**The request:** Write out, exactly as they appear, only the lines running from the line with "If you could put a point on the bowl" to the final line of the listing; include both.

● ● ● ● ● ● ●

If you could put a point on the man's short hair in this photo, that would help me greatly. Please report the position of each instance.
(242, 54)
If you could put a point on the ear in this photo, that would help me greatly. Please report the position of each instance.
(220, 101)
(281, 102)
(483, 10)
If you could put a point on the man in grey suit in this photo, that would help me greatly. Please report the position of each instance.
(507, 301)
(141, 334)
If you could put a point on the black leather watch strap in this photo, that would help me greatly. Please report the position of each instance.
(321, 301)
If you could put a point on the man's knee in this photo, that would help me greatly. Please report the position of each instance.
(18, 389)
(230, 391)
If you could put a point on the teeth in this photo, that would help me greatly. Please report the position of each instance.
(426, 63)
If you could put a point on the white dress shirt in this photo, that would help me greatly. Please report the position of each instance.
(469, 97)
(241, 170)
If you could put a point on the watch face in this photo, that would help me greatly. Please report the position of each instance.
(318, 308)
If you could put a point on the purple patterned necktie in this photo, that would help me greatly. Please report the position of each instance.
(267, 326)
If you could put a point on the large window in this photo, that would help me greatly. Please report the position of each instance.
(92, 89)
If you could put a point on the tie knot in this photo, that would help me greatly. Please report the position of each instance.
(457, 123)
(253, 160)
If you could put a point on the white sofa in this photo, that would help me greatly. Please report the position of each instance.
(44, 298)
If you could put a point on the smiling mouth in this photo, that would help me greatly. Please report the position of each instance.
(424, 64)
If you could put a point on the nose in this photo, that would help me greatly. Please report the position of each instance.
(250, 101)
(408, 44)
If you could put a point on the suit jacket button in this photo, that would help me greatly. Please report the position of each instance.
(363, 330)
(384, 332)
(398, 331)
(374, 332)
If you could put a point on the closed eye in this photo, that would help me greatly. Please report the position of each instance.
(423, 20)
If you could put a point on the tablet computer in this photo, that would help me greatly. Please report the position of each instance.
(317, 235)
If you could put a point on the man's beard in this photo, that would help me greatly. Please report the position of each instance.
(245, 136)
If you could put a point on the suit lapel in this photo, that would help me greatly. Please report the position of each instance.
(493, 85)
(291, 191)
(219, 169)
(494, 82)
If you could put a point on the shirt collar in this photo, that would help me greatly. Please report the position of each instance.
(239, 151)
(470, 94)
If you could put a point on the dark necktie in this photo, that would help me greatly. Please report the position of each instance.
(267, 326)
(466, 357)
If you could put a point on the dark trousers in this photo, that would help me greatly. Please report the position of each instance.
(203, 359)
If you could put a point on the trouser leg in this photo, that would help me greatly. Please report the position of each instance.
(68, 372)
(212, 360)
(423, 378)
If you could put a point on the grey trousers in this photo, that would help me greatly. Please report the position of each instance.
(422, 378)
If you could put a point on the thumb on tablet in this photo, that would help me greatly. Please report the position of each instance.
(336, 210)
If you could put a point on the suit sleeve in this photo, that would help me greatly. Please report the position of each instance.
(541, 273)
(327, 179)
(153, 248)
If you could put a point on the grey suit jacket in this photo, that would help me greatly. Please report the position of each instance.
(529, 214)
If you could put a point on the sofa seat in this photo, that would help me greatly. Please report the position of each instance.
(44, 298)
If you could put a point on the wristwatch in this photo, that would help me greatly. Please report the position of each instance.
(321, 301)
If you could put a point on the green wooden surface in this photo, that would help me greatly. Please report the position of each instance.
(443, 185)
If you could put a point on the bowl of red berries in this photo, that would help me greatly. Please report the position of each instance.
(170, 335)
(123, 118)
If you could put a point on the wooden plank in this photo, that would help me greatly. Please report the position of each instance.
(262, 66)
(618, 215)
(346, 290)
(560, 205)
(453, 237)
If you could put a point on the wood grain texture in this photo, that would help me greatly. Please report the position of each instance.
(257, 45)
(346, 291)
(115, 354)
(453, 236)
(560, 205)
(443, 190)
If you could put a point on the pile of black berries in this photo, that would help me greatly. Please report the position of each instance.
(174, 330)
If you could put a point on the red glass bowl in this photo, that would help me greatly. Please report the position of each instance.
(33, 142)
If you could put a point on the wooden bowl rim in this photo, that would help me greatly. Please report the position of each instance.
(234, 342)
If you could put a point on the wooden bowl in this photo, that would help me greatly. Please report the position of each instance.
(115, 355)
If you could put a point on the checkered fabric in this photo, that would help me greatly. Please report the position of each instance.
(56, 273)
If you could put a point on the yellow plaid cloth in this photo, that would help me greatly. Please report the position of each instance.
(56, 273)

● ● ● ● ● ● ●

**Answer to the exercise:**
If you could put a point on the bowl of red berries in this photo, that would help me greatly. Please report the position of each instance.
(170, 335)
(123, 118)
If you could put a point on the wooden plank in this photo, that would help me greatly. Please report the position of each instance.
(262, 66)
(618, 215)
(346, 290)
(560, 205)
(453, 237)
If you could put a point on the wood grain texture in this photo, that would help me greatly. Please report the position of each instance.
(257, 45)
(346, 291)
(115, 354)
(453, 236)
(560, 205)
(443, 190)
If you could put a point on the pile of black berries in this photo, that would help me greatly. Please report the position of each instance.
(174, 330)
If you could put a point on the red glass bowl in this photo, that would help me greatly. Please report the position of each instance.
(33, 142)
If you could put a point on the wooden bowl rim in this photo, that would help me greatly. Please report the position of each instance.
(234, 342)
If you could put a point on the wooden bowl in this photo, that would help me greatly. Please report the position of each instance.
(115, 355)
If you could put a point on the checkered fabric in this photo, that would help me greatly. Please report the position of each instance.
(56, 273)
If you could put a point on the yellow plaid cloth in this photo, that would help me greatly. Please report the position of each instance.
(56, 273)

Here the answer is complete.